-- begin EXTRACT PROVIDED --

Wednesday, September 19, 2018

Talk Like A Pirate Day 2018

Ahoy, mates! For the past 23 years, September 19th marks International Talk Like A Pirate Day! Yes, there is such a thing. Read how it all started HERE.

How do you celebrate ITLAPD? Well, you can dress, talk, and act like a pirate, of course. Turns out there are boatloads of ways to get yer pirate on. Order around the scurvy landlubbers at work with the business end of yer cutlass. Drink rum at lunch declarin' it's a pirate life for you. Hang out the driver’s window of yer vehicle hollerin’ “move yer aft end!” You can even change your Facebook language to English Pirate (just go to your settings to easily make the switch). Aye, me hearties, there’s tomfoolery to be had.

Need help with yer buccaneer vernacular? Check out this spot-on, cheeky how-to video in proper pirate jargon.

And to help commemorate such a fine day, below is an excerpt to my latest pirate adventure The Righteous Side of Wicked, a Pirates of Britannia and Romancing the Pirate novel coming this December.

Enjoy this sample, ya horn swogglin' scurvy cur!


1730, Late October
Isle of Man, Irish Sea

“The devil is afoot.”
Coire might have laughed at the irony in Mr. Shaw’s remark had he not felt the same slick unease slithering up his spine.
Minutes ago, they had weighed anchor and slipped into the night on a hushed breeze, his ship’s belly full of contraband. That they were smuggling gunpowder and firearms hadn’t mattered. Coire and his crew had done countless nefarious deeds, commissioned by landowners, powerful men, and scheming governments. ’Twas what they were good at, a prosperous pirate’s life. But tonight, something was…different. Before the sun tucked under the blueing horizon as the men loaded the last of the hogsheads and smaller barrels, he had noticed the change in the wind. He couldn’t put a finger on it, but the foreboding was there, clinging like thick soot. Even now, the dark waves glittering from the light of the full moon were subdued despite the swift currents. Hardly a sound could be heard save the creak of Kelpie’s hull, a twist in her braces, or whisper of her shrouds. Or so it seemed.
“Best we not get in his way, then, eh, Mr. Shaw? He might find us worthy adversaries to engage.”

-- end EXTRACT PROVIDED --
-- begin DATA EXTRACT --

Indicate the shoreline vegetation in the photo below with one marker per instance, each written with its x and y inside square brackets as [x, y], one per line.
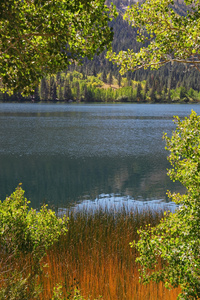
[103, 88]
[93, 260]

-- end DATA EXTRACT --

* **TO BE DONE**:
**A.** According to the Talk Like A Pirate Day post, who commissioned the nefarious deeds of Coire and his crew? List each party.
**B.** Answer these questions using the Talk Like A Pirate Day post. Put each answer on its own line and mark it like its question.
(i) For how many years has September 19th marked International Talk Like A Pirate Day?
(ii) In what month is the novel The Righteous Side of Wicked coming out?
(iii) What is the name of Coire's ship?
**C.** Extend the novel excerpt at the end of the Talk Like A Pirate Day post, starting right after Coire's reply to Mr. Shaw.

* **THE RESPONSES**:
**A.**
- Landowners
- Powerful men
- Scheming governments

**B.**
(i) 23 years
(ii) December
(iii) Kelpie

**C.**
The haggard old sea dog’s bushy, graying brows rose as he slowly nodded in amused agreement. “That he may, capt’n. And a grand affair we’d give ’im.” Mr. Shaw cast one last weathered eye out to the darkness before leaving Coire at the railing. He recognized the look in his first mate’s gaze. ’Twas one of longing for warmer climates and friendlier ports. Or maybe Coire directed his own wish upon his interpretation. He wanted to return to the West Indies, resume his privateering ways. And he vowed he would do so…soon.
An unseasonal, low, wispy fog clung to the coastline. Up ahead, Coire could just make out the obscure outline of Peel Castle, the garrisoned administrative center, church, and prison of the west side of the island. Torchlight dotting the castle provided a guide to the open sea and the North Channel beyond.
It had been brazen coming to Man under the nose of the British for more gunpowder to add to their haul. Brazen, but necessary. He and his men would be paid a hefty sum to get the arms and ammunition to Scarba and into the hands of Jacobite rebels. And they had to do so ahead of planned attacks on key locations. Pockets heavy and lined with gold while aiding in the war against the British succession suited Coire just fine. Though he no longer claimed family there, or allegiance for that matter, Scotland was the home of his blood. She and her people deserved better than to be subjected to the whims of an English parliament and her abusive militias. But ’twasn’t his fight.
Kelpie passed the tidal island which the Peel Castle perched upon. More torchlight winked along the battlements. Odd so many lights would be burning at this late hour. A dark silhouette bobbed in the water between the ship and the shore. Was that…a skiff? As soon as he questioned his eyes his topman straddling a cross tree in the mast above him confirmed it.
“Boat, two points starboard bow,” the topman called down.
As the skiff neared, Coire grasped the rail and squinted hard, willing the thin gossamer veil of fog away. What kind of fool would be out in a tiny boat in the middle of the night?
Aw, hell. His imagination must have been running rampant. Was that a…? Could it be?
Mr. Shaw was once again by his side, along with Jonesy, Redd, and a few other crewmen, all wearing confused expressions.
“Do me deadlights deceive me? Is that a…woman?”
“’Twould appear so, Mr. Shaw.” Indeed, by the figure’s slight frame and long tendrils of hair lifting on the tender breeze, ’twas a female manning the oars.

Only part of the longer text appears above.